* _Supplied passage_:
Electronic health records (EHR) can contain genomic data from millions of patients, and the creation of these databases has resulted in both praise and concern.
Legal scholars have pointed towards three primary concerns for increasing litigation pertaining to biomedical databases. First, data contained in biomedical databases may be incorrect or incomplete. Second, systemic biases, which may arise from researcher biases or the nature of the biological data, may threaten the validity of research results. Third, the presence of data mining in biological databases can make it easier for individuals with political, social, or economic agendas to manipulate research findings to sway public opinion.
An example of database misuse occurred in 2009 when the Journal of Psychiatric Research published a study that associated abortion to psychiatric disorders. The purpose of the study was to analyze associations between abortion history and psychiatric disorders, such as anxiety disorders (including panic disorder, PTSD, and agoraphobia) alongside substance abuse disorders and mood disorders.
However, the study was discredited in 2012 when scientists scrutinized the methodology of the study and found it severely faulty. The researchers had used "national data sets with reproductive history and mental health variables" to produce their findings. However, the researchers had failed to compare women (who had unplanned pregnancies and had abortions) to the group of women who did not have abortions, while focusing on psychiatric problems that occurred after the terminated pregnancies. As a result, the findings which appeared to give scientific credibility, gave rise to several states enacting legislation that required women to seek counseling before abortions, due to the potential of long-term mental health consequences.

* _Data excerpts_:
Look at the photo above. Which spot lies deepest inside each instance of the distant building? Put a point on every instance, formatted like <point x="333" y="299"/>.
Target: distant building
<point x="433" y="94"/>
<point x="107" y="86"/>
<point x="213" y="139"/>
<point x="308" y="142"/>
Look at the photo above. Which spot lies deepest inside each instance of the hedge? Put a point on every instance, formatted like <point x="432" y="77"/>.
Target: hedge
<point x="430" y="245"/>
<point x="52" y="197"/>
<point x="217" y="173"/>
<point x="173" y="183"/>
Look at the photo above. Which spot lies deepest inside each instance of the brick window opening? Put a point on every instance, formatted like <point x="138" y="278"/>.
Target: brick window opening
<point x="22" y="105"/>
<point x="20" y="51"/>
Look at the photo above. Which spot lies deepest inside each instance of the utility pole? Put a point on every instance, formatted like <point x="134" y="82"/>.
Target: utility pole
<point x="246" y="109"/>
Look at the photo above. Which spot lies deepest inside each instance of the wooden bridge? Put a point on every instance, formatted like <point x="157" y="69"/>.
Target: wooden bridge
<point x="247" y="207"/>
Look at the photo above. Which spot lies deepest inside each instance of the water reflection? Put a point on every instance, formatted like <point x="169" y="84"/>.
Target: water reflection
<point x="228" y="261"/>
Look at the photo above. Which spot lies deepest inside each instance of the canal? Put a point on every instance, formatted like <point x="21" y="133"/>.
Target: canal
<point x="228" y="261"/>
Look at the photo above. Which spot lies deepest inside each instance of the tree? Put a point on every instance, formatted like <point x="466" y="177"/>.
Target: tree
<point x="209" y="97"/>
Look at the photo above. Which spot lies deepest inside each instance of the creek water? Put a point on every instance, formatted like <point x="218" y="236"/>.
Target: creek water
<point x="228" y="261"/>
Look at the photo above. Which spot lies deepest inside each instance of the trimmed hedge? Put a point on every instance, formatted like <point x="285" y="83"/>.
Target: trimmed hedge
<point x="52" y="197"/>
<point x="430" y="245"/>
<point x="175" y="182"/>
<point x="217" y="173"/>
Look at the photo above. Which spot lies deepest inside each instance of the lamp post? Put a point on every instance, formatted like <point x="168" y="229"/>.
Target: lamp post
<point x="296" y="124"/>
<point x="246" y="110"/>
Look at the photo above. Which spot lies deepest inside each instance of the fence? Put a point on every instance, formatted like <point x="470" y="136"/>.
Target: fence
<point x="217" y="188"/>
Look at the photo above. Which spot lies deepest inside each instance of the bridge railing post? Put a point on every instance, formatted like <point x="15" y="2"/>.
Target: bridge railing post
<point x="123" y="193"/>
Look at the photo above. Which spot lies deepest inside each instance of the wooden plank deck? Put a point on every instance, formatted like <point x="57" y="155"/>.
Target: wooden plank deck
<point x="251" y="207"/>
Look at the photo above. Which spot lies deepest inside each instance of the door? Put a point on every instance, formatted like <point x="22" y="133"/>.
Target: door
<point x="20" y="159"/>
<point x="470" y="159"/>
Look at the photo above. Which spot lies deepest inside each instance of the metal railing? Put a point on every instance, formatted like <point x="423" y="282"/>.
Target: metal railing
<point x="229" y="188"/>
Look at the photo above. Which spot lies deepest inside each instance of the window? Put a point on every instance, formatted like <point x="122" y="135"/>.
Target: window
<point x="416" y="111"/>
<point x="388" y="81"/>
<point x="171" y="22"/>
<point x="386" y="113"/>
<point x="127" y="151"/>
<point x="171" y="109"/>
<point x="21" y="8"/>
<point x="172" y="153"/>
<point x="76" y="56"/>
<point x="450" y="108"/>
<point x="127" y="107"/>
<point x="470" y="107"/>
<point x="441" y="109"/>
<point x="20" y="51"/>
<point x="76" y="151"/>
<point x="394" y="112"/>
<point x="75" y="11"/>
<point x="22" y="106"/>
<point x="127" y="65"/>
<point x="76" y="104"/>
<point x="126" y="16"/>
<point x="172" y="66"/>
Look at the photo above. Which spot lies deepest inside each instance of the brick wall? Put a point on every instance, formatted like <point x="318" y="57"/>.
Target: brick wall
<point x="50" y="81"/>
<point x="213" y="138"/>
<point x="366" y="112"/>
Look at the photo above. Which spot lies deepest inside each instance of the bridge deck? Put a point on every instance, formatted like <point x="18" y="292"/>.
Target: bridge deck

* _What you need to do_:
**a)** Summarize the passage on biomedical databases in two sentences.
**b)** Rewrite the part of the passage on biomedical databases starting with "An example of" and going on through "and mood disorders.", switching "psychiatric disorders" to "mental health disorders".

* _Answer set_:
**a)** Biomedical databases such as electronic health records draw both praise and concern, and legal scholars cite three concerns: incorrect or incomplete data, systemic biases, and data mining that lets people with agendas manipulate findings. In one example of misuse, a 2009 study linking abortion to psychiatric disorders was discredited in 2012 for severely faulty methodology, yet its findings led several states to require counseling before abortions.

**b)**
An example of database misuse occurred in 2009 when the Journal of Psychiatric Research published a study that associated abortion to mental health disorders. The purpose of the study was to analyze associations between abortion history and mental health disorders, such as anxiety disorders (including panic disorder, PTSD, and agoraphobia) alongside substance abuse disorders and mood disorders.